Point labeling examples:

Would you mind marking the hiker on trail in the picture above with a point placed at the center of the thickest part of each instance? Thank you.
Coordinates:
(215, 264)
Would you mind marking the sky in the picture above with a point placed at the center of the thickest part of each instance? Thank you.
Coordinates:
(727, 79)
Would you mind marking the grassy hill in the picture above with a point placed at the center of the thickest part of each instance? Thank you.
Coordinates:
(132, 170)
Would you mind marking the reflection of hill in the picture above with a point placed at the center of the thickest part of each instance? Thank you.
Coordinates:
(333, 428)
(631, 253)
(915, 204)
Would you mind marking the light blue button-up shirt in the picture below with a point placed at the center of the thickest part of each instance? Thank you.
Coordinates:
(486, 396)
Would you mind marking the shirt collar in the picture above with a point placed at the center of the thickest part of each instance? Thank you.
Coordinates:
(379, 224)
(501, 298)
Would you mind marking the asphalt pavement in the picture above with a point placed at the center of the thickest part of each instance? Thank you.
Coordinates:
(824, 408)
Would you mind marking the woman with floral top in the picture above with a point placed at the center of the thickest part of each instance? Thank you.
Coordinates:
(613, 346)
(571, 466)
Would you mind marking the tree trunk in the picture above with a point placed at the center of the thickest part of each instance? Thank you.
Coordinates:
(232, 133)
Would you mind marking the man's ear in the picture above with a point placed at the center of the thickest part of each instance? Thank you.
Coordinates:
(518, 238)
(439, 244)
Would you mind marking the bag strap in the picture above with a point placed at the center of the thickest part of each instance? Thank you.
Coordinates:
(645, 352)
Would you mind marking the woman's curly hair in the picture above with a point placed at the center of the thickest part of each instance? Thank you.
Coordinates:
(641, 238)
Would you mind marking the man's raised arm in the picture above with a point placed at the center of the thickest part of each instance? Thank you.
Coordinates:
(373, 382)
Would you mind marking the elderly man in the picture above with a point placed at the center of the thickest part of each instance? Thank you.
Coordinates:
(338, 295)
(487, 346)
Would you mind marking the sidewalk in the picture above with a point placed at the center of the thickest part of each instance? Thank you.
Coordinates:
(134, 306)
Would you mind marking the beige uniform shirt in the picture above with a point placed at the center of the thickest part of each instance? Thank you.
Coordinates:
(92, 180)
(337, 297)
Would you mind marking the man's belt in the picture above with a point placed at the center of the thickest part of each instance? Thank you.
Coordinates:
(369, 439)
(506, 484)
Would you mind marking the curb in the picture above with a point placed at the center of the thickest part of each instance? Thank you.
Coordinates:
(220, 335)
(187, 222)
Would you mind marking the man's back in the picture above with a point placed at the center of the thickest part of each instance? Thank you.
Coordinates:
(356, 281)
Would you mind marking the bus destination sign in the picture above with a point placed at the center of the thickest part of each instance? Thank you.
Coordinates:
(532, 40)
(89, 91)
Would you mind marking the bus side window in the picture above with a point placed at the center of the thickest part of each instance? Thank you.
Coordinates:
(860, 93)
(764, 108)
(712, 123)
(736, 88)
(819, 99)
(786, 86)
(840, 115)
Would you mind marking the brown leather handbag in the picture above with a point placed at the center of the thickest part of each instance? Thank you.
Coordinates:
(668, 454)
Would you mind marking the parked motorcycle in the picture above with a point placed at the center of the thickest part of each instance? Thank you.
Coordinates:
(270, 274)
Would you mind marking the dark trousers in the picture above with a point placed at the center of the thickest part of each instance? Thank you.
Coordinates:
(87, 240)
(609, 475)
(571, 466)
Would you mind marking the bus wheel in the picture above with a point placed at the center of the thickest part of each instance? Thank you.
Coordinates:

What to produce: Using the records above, please retype only the run of lines from the line holding "Would you mind marking the elderly" through the last line, both ends included.

Response to this task:
Would you mind marking the elderly man in the picture above with a point placed at the center of the thickest part of each instance? Thank you.
Coordinates:
(338, 295)
(487, 346)
Would you mind marking the sidewalk in the picture above with a point placed at the center of the thickest part of each instance? Thank you.
Coordinates:
(134, 306)
Would you mind marking the beige uniform shirt in the picture above with a point placed at the center of the thickest part of each instance? Thank you.
Coordinates:
(92, 180)
(337, 297)
Would you mind marking the man's belt in the picture above with a point placed at the center of the thickest part of each instance? Thank you.
Coordinates:
(369, 439)
(506, 484)
Would you mind marking the curb in the picture above with a point placed at the center of the thickest part of each instance? Thank you.
Coordinates:
(220, 335)
(187, 222)
Would you mind marking the man's back in the picture above with a point placed at the center of the thickest part of each instance? Thank you.
Coordinates:
(356, 281)
Would you mind marking the bus destination sign in the picture above with a point placed at the center of the thickest part of each instance? Thank you.
Coordinates:
(532, 40)
(89, 91)
Would you mind marking the bus side window in the picture above with a point placed at the center of the thickest part of each instance? Thank you.
Coordinates:
(860, 93)
(764, 108)
(712, 123)
(736, 88)
(819, 99)
(786, 86)
(840, 115)
Would you mind marking the brown leather handbag in the picture above with a point placed at the center of the thickest part of each instance? Thank you.
Coordinates:
(668, 454)
Would you mind marking the parked motorcycle in the picture above with a point placed at the center of the thickest part of each instance? Thank you.
Coordinates:
(270, 274)
Would you mind marking the dark trousers in the picture above with a point placed at the center of the thickest part of each instance? Thank you.
Coordinates:
(87, 240)
(609, 475)
(571, 466)
Would you mind marking the bus wheel in the picture above with a point placed at the center of the thickest part of each instance? Thank you.
Coordinates:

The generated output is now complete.